- _Set of tasks_
**a.** According to the article on women and the debt crisis, where and when was Covid-19 first detected?
**b.** Output the article on women and the debt crisis from "As such, international" to "youths and women.".
**c.** Using the article on women and the debt crisis, explain why a new crisis is unfolding for women in developing countries such as Zimbabwe.

═════ Excerpt

The Sunday Mail
A new crisis is unfolding for women in developing countries, Zimbabwe included, due to the compounding effects of Covid-19 pandemic and an already existing public debt crisis.
According to the Committee for the Abolition of Illegitimate Debt (CADTM), a new debt crisis is now confronting many countries on the back of prospects of a global economic crisis amid the Covid-19 pandemic, first detected in China last December.
As such, international money funders such as the World Bank and International Monetary Fund, will continue to resort to austerity measures focused on debt repayment, albeit its effects on the rights of women, their ability to access basic social services and grow into flourishing entrepreneurs.
Today Zimbabwe is battling an unsustainable public debt overhang putting a strain to the country’s fiscal space with efforts made towards repayment.
Studies have shown that as efforts are being made to narrow the debt burden, other crucial services that Government should provide are those that affect vulnerable groups, youths and women.
According to a study by the Zimbabwe Coalition on Debt and Development (ZIMCODD), there is a direct impact that public debt has on women and girls — negatively affecting their ability to grow as entrepreneurs.

══════════
═════ Supplied records

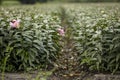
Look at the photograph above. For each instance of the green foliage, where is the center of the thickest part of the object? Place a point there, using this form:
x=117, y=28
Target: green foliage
x=34, y=44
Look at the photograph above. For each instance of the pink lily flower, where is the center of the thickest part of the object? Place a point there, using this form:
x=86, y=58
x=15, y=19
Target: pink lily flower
x=15, y=23
x=61, y=32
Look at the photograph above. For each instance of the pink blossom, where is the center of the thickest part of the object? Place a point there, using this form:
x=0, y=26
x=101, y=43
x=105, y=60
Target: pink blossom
x=61, y=32
x=15, y=23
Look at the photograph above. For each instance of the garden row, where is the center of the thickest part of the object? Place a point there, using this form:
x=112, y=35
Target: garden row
x=31, y=39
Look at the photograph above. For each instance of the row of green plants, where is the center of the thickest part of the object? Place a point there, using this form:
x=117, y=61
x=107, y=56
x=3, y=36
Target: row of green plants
x=27, y=40
x=97, y=36
x=40, y=38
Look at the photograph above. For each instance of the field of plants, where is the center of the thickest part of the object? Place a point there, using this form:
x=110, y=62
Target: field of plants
x=64, y=38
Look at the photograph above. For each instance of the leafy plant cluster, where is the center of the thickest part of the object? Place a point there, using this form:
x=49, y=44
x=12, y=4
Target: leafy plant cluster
x=34, y=44
x=96, y=32
x=92, y=37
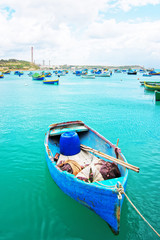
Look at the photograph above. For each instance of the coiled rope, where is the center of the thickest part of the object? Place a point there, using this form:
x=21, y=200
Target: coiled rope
x=120, y=190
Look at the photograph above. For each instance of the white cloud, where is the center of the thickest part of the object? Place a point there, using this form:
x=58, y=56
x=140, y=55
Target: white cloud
x=74, y=32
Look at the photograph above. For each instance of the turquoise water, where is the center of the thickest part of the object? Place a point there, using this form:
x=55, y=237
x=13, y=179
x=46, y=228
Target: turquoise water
x=32, y=206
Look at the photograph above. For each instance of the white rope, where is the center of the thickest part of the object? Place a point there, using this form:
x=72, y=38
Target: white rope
x=121, y=191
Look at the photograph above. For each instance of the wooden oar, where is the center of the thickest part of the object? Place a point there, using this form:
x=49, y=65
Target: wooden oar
x=104, y=155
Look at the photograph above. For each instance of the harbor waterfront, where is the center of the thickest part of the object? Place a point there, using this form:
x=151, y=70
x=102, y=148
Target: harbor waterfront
x=32, y=205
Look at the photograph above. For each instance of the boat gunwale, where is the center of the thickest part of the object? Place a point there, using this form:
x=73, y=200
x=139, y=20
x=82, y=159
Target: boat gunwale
x=125, y=177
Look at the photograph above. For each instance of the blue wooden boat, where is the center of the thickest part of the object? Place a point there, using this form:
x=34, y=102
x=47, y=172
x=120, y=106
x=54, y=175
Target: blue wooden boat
x=157, y=95
x=55, y=82
x=37, y=76
x=18, y=73
x=103, y=196
x=47, y=74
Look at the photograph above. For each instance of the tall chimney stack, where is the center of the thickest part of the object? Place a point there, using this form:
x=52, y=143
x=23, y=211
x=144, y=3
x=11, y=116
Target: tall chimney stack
x=31, y=54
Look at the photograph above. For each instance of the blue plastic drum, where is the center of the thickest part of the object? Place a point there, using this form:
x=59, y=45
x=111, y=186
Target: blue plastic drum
x=69, y=143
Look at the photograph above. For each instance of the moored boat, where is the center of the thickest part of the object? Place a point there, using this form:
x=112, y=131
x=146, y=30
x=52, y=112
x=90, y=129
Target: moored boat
x=157, y=95
x=152, y=86
x=62, y=142
x=37, y=76
x=1, y=76
x=18, y=73
x=105, y=74
x=146, y=75
x=47, y=74
x=88, y=76
x=154, y=73
x=148, y=82
x=6, y=72
x=132, y=72
x=56, y=81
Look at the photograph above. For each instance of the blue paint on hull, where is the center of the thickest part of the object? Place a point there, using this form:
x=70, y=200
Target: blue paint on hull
x=101, y=199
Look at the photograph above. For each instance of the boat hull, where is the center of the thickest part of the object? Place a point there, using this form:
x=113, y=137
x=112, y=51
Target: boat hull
x=157, y=95
x=151, y=86
x=101, y=197
x=55, y=82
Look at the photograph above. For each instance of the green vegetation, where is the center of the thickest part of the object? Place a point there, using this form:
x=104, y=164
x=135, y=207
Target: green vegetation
x=13, y=64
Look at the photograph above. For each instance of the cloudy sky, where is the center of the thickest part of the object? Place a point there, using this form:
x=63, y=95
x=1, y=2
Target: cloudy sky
x=99, y=32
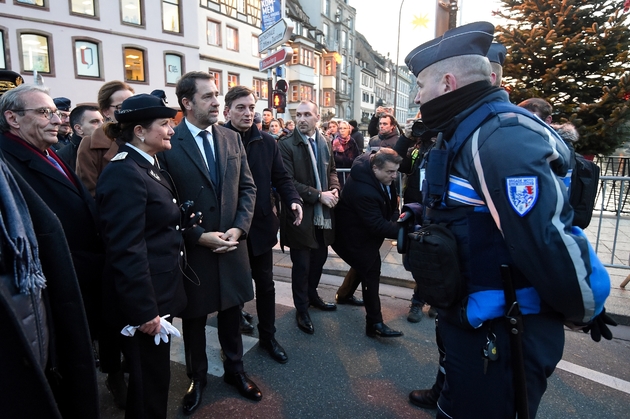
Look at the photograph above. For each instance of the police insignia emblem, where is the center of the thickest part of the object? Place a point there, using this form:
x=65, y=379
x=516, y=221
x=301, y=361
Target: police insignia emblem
x=522, y=193
x=155, y=175
x=120, y=156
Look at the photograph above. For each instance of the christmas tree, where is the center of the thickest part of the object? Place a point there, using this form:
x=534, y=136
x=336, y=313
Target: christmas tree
x=574, y=54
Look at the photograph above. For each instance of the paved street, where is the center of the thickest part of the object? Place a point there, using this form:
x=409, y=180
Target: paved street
x=340, y=373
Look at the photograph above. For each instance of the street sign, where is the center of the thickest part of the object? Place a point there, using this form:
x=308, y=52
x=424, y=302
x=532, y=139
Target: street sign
x=271, y=11
x=274, y=36
x=276, y=58
x=282, y=86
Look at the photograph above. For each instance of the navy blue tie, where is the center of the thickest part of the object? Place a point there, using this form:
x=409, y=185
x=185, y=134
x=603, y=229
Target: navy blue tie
x=212, y=166
x=314, y=146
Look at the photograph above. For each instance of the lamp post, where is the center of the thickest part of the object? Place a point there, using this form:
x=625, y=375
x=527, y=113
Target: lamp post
x=396, y=62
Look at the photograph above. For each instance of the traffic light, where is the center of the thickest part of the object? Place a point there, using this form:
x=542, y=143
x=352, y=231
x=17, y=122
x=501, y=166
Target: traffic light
x=279, y=101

══════════

- _Responses to the exercise_
**a.** It was first detected in China last December.

**b.**
As such, international money funders such as the World Bank and International Monetary Fund, will continue to resort to austerity measures focused on debt repayment, albeit its effects on the rights of women, their ability to access basic social services and grow into flourishing entrepreneurs.
Today Zimbabwe is battling an unsustainable public debt overhang putting a strain to the country’s fiscal space with efforts made towards repayment.
Studies have shown that as efforts are being made to narrow the debt burden, other crucial services that Government should provide are those that affect vulnerable groups, youths and women.

**c.** The crisis comes from the compounding effects of the Covid-19 pandemic and a public debt crisis that already existed in these countries.